─── Extract provided
# Colorado Camping



## coloradoos (Mar 13, 2006)

action 
Trying to get campground information on Golden Gate State Park and Steamboat Lake State Park in Colorado. Please give me your choice of site picks.

Golden...It will be our good-bye







trip in our pop-up camper before we get our 25rss







delivered. We will be going with friends and would like to be near each other. We will be staying in a pop-up tent camper and our friends will have their 5th Wheel.

Steamboat....We will have our new Outback 25rss and would like to be near the water and would like some sun during the day. Just reading some of the site information, it looks like near the water is very shaded. sunny

Would also like to know if you book your campsites online or call? Would like your input! Thanks and happy camping.
Coloradoos


----------



## camptails (Jan 18, 2005)

Congratulations on your new Outback. We went from a tent trailer to a 25 one year ago. I would recommend Loop E at Golden Gate State park I like 45, 52 or 53. Most of the others to me are not real private. Unlike other SP's this one is surrounded by private property that is being occupied or has access roads on it. It seems like 50 yards from the campsites you are either on a gravel road or in someones back yard. The north side of Racoon trail is beautiful when the wildflowers are out.
Steamboat Lake is one of my favorites but a long haul from Denver. Most sites in the Wheeler loop are desireable such as 130. I think all have electric hook up in Wheeler. Arlo Arnica sites are a bit closer to the water but they might get a little tight in manuvering your 25. When I was there it was mostly populated by tent trailers. Pearl Lake State Park is close by and if you don't care about hookups you will find it a hidden treasure for camping. The ambiance of the forest and lake are outstanding. I would camp there instead of Steamboat Lake if I go again.

Camptails action


----------



## coloradoos (Mar 13, 2006)

camptails said:


> Congratulations on your new Outback. We went from a tent trailer to a 25 one year ago. I would recommend Loop E at Golden Gate State park I like 45, 52 or 53. Most of the others to me are not real private. Unlike other SP's this one is surrounded by private property that is being occupied or has access roads on it. It seems like 50 yards from the campsites you are either on a gravel road or in someones back yard. The north side of Racoon trail is beautiful when the wildflowers are out.
> Steamboat Lake is one of my favorites but a long haul from Denver. Most sites in the Wheeler loop are desireable such as 130. I think all have electric hook up in Wheeler. Arlo Arnica sites are a bit closer to the water but they might get a little tight in manuvering your 25. When I was there it was mostly populated by tent trailers. Pearl Lake State Park is close by and if you don't care about hookups you will find it a hidden treasure for camping. The ambiance of the forest and lake are outstanding. I would camp there instead of Steamboat Lake if I go again.
──────
─── Record set
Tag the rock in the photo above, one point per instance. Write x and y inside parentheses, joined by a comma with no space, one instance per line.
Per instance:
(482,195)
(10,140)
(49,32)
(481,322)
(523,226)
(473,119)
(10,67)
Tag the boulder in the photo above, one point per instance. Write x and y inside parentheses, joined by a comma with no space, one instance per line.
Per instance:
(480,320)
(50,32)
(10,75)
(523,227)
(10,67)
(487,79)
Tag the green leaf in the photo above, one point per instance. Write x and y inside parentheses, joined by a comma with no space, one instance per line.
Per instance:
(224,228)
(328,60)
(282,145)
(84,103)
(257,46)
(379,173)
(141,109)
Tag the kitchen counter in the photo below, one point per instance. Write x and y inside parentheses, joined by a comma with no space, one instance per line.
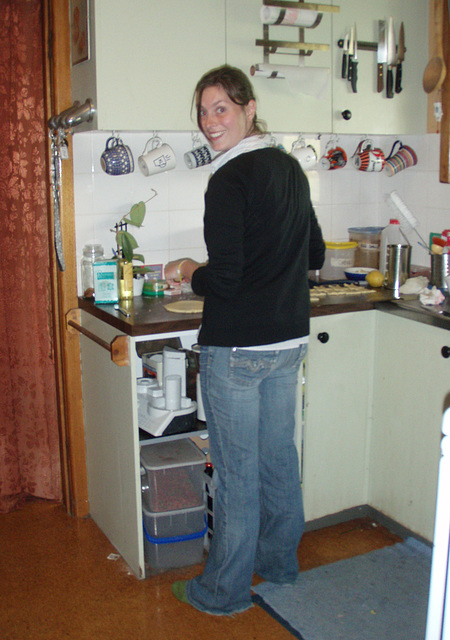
──────
For each statement below, say yes or no depending on whether the Colorado camping thread above agrees with it, and quote the words from the thread that decide it. (a) The reply recommends Loop E at Golden Gate State Park. (b) The reply places the Arlo Arnica sites farther from the water. (c) The first poster's friends will stay in a pop-up tent camper.

| Written answer |
(a) Yes: "I would recommend Loop E at Golden Gate State park"
(b) No: "Arlo Arnica sites are a bit closer to the water"
(c) No: "our friends will have their 5th Wheel."